Work instructions:
Down to the final line, print each entry exactly.

═════ Records for this task ═════

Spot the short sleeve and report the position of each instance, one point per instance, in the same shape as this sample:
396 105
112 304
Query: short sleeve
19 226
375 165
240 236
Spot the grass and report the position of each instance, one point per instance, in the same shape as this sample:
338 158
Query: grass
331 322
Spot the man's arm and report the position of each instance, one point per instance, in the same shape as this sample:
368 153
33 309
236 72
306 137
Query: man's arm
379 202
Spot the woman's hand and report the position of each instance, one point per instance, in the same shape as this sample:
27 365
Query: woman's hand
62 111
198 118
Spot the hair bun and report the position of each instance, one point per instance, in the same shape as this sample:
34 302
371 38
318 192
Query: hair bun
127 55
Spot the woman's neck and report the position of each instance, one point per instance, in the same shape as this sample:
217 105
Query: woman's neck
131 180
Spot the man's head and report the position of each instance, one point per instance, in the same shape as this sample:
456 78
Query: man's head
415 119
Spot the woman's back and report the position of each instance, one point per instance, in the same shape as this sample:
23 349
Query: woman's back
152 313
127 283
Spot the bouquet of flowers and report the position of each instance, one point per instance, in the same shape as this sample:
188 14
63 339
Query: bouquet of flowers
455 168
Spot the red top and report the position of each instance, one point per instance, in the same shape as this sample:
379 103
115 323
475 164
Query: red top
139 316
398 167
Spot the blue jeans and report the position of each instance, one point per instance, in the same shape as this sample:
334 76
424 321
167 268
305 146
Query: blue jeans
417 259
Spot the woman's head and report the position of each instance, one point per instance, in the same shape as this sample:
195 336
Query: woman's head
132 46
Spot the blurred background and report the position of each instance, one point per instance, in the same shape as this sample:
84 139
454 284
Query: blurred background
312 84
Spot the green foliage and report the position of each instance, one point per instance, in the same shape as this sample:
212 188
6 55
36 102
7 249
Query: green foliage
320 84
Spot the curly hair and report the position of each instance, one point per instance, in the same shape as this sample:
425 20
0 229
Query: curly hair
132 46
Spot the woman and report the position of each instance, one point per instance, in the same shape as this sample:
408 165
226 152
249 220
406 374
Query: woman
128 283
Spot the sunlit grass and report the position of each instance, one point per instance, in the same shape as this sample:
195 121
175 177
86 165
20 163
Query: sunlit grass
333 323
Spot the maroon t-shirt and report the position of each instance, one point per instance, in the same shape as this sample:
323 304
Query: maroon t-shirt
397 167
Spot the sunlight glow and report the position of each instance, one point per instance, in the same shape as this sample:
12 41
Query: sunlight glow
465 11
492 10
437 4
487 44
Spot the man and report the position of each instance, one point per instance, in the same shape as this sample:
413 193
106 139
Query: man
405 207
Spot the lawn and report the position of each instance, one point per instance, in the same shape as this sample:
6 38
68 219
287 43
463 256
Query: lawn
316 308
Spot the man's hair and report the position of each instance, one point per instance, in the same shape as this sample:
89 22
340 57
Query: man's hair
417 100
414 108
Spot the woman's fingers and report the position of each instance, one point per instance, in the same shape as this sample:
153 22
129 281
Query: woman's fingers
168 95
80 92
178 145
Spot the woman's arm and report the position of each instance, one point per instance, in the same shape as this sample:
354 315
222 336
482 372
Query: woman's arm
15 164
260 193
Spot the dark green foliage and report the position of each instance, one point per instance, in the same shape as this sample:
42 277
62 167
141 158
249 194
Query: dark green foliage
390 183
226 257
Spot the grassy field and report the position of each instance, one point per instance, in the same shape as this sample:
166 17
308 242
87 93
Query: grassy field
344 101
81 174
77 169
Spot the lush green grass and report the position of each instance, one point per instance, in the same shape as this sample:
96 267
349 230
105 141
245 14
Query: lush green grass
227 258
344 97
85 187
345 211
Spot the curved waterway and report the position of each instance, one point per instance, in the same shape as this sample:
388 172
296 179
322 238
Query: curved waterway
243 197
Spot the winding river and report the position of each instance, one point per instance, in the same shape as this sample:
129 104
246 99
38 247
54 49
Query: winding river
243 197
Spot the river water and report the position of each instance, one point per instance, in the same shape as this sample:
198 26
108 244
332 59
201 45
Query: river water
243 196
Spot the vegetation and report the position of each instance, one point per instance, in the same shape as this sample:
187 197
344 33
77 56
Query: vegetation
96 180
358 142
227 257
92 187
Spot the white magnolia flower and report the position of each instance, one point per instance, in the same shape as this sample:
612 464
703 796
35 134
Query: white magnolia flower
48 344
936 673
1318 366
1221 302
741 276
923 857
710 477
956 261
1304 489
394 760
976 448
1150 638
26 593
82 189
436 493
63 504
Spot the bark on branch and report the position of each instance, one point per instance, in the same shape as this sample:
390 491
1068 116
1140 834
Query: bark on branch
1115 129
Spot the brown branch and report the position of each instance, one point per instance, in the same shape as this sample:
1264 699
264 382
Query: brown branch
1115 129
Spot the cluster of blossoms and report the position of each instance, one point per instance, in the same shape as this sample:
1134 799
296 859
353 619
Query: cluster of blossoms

═════

Solution to the exercise:
Spot the short sleeve and report the position of each instance, one point per instance, in the same shape as this sample:
396 105
112 304
Query: short sleeve
19 226
375 165
240 236
Spot the grass and report the position of each instance, one point per instance, in the same shape as this sample:
338 158
Query: grass
331 322
Spot the man's arm and report the position of each instance, one point per instance, in the same shape as this sample:
368 153
33 309
236 72
306 137
Query: man's arm
379 202
Spot the woman's hand and report the position of each instance, one point per instance, in the same shape as this sample:
27 365
Query: woman's hand
62 111
198 118
Spot the hair bun and report the position of each instance, one point per instance, in the same shape as this sample:
34 302
371 38
318 192
Query: hair bun
127 55
Spot the woman's neck and report the position of each instance, one point per instance, in the same shape as this sample:
217 105
Query: woman's neck
131 180
Spot the man's head and report the position of each instance, one point per instance, in the same shape as this sample:
456 78
Query: man's head
415 119
Spot the woman's back and report the position of each instance, one point per instance, in the same shape as this sample:
23 349
Query: woman's back
152 313
127 283
Spot the bouquet of flowers and report the position of each instance, one point per instance, in the same shape as this sample:
188 14
63 339
Query: bouquet of flowers
455 168
Spot the red top and report the position of each instance, one point per instance, in the same shape as this sample:
379 103
115 323
475 164
Query: red top
139 316
398 167
Spot the blue jeans and report the position of each instance, one point per instance, in the same shape as this sample:
334 76
424 321
167 268
305 146
Query: blue jeans
417 259
Spot the woman's head and report the position of each instance, one point per instance, in the same shape as this sample:
195 336
Query: woman's head
132 46
Spot the blurred background and report the position of each instance, one point per instance, in the same shape as this sample:
84 139
454 284
Query: blurred background
312 84
Spot the green foliage and report the position of each instance, one point per instance, in the same shape as this sample:
212 188
6 55
36 102
7 249
Query: green foliage
320 84
Spot the curly hair and report the position of each instance, one point per instance, in the same shape as this sample:
425 20
0 229
Query: curly hair
132 46
Spot the woman and report the position of each instance, one point per instance, in the same shape as this sample:
408 165
226 152
249 220
406 374
Query: woman
128 283
Spot the sunlit grass and report the position of each instance, one point per instance, in the same shape as this sample:
195 121
175 177
86 165
20 163
Query: sunlit grass
333 323
Spot the maroon t-shirt and report the position of each instance, one point per instance, in the same shape as this sample:
323 304
Query: maroon t-shirt
397 167
Spot the sunlight glow and report the position of each instance, one point per instance, in the same shape as this sample:
12 41
Query: sunlight glow
465 11
492 10
437 4
487 44
Spot the man and report the position of each instance, one point per instance, in the same shape as this sample:
413 193
106 139
Query: man
405 207
Spot the lawn and report the position of each instance, one point per instance, in the same shape as this sample:
6 38
68 219
287 43
463 256
Query: lawn
316 308
Spot the man's hair and report the position of each instance, one point per instance, in the same shape as this sample:
89 22
340 57
Query: man's hair
417 100
414 108
Spot the woman's fingers and report the position of each instance, one point per instance, in the same shape as this sample:
153 22
129 281
Query: woman's fingers
168 95
80 92
178 145
Spot the woman's arm and report the position of each instance, one point per instance, in the same shape as this sample:
354 315
222 336
482 372
Query: woman's arm
15 164
260 193
Spot the dark green foliage and report the position of each instance, one point per instance, in the same shape as this sample:
42 277
62 167
141 158
249 194
Query: dark green foliage
390 183
226 257
Spot the grassy field and report the position of each instance, one point per instance, in the same shape as this sample:
166 17
308 242
87 93
Query: grassy field
344 101
81 174
77 169
Spot the lush green grass and report the position of each instance, one point per instance, in the same shape as this sample:
96 267
349 230
105 141
245 14
Query: lush green grass
227 258
344 97
85 187
345 211
Spot the curved waterway and report the position of each instance, one point per instance, in the same shape as this sample:
388 172
296 179
322 238
Query: curved waterway
243 197
Spot the winding river and report the position of each instance, one point per instance, in the same shape as this sample:
129 104
246 99
38 247
54 49
Query: winding river
243 197
Spot the river water and report the position of each instance, one point per instance, in the same shape as this sample:
198 26
108 244
332 59
201 45
Query: river water
243 196
Spot the vegetation and report the position of each instance, one point per instance, in the same shape as this sample:
187 197
344 33
77 56
Query: vegetation
96 180
358 142
227 257
92 187
Spot the white magnolia flower and report the position of each instance, one point per instance, in the same shape as this sample:
612 464
703 796
35 134
Query: white magnolia flower
48 344
936 673
1318 366
1221 302
741 276
923 857
710 477
956 261
1304 489
394 760
976 448
1150 638
26 593
82 189
436 493
63 504
Spot the bark on branch and report the position of each instance, one point per instance, in the same shape as this sample:
390 491
1068 116
1140 834
Query: bark on branch
1115 129
Spot the brown branch and report the position of each instance, one point per instance, in the same shape as this sample:
1264 699
264 382
Query: brown branch
1115 129
Spot the cluster of blossoms and report the position of each instance, one point per instance, in the same shape as this sample:
1134 799
296 859
353 619
Query: cluster of blossoms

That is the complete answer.